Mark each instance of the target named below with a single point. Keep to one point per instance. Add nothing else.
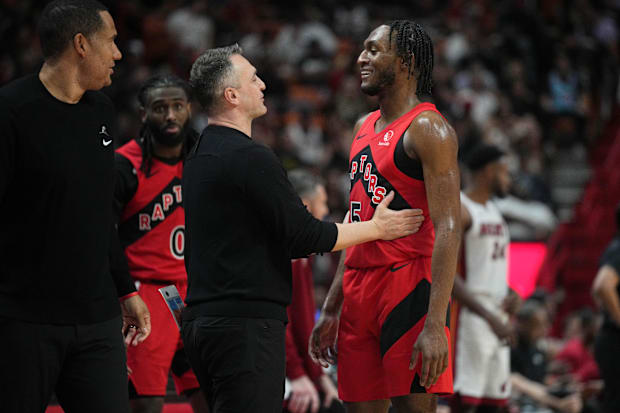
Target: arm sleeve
(126, 184)
(280, 208)
(294, 361)
(7, 149)
(118, 266)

= = = =

# What the task asks
Each entry should be repeated exactly as it appears; the pictures stay out.

# Task solution
Mark each instance of the target named below with a single point. Keep to one point per instance. Add nothing else.
Target: arm sleeve
(126, 184)
(280, 208)
(294, 361)
(7, 149)
(118, 266)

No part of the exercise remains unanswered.